§ **What is expected**
Find "Task: Tag the reflective" in the records that follow; print that line and each subsequent line through the last one, verbatim and with nothing added.

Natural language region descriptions

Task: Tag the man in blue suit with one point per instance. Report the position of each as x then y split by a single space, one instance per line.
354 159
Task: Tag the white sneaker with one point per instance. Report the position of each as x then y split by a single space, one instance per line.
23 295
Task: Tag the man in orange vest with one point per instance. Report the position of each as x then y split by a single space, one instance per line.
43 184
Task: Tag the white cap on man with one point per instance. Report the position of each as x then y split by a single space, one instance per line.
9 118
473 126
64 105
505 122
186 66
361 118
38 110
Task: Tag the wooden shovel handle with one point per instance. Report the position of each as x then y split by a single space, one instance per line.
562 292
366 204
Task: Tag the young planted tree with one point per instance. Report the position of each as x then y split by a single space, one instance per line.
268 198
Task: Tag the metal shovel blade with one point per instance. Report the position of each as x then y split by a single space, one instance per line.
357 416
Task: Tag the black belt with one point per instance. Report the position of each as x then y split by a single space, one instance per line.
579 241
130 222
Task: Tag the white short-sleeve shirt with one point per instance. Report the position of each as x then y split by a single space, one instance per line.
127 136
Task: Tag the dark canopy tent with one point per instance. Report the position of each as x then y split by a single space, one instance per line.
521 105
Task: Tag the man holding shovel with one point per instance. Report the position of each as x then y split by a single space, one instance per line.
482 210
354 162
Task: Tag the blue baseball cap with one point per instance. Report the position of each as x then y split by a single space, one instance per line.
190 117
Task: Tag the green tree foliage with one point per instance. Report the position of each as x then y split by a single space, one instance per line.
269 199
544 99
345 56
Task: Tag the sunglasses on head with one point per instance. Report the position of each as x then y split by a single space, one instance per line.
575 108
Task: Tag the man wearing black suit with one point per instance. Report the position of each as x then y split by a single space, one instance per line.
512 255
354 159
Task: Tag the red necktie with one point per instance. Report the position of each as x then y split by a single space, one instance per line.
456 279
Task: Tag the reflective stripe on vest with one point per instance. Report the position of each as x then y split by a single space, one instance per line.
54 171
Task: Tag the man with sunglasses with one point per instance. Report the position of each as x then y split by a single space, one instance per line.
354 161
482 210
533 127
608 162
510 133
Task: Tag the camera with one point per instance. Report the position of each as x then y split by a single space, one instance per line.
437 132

§ **Reply**
Task: Tag the reflective stripe on vest with one point per instance. Report the position of each as x then y split by a single space, one instance per line.
54 171
Task: Tag the man with sunglasses with one point per instance. Report the position of each as x then y split by a single space, one instance per line.
354 161
482 210
533 127
608 162
510 133
Task: Tag the camera with one point per instance. Report the position of each as x then y split by a single space, one instance per line.
437 132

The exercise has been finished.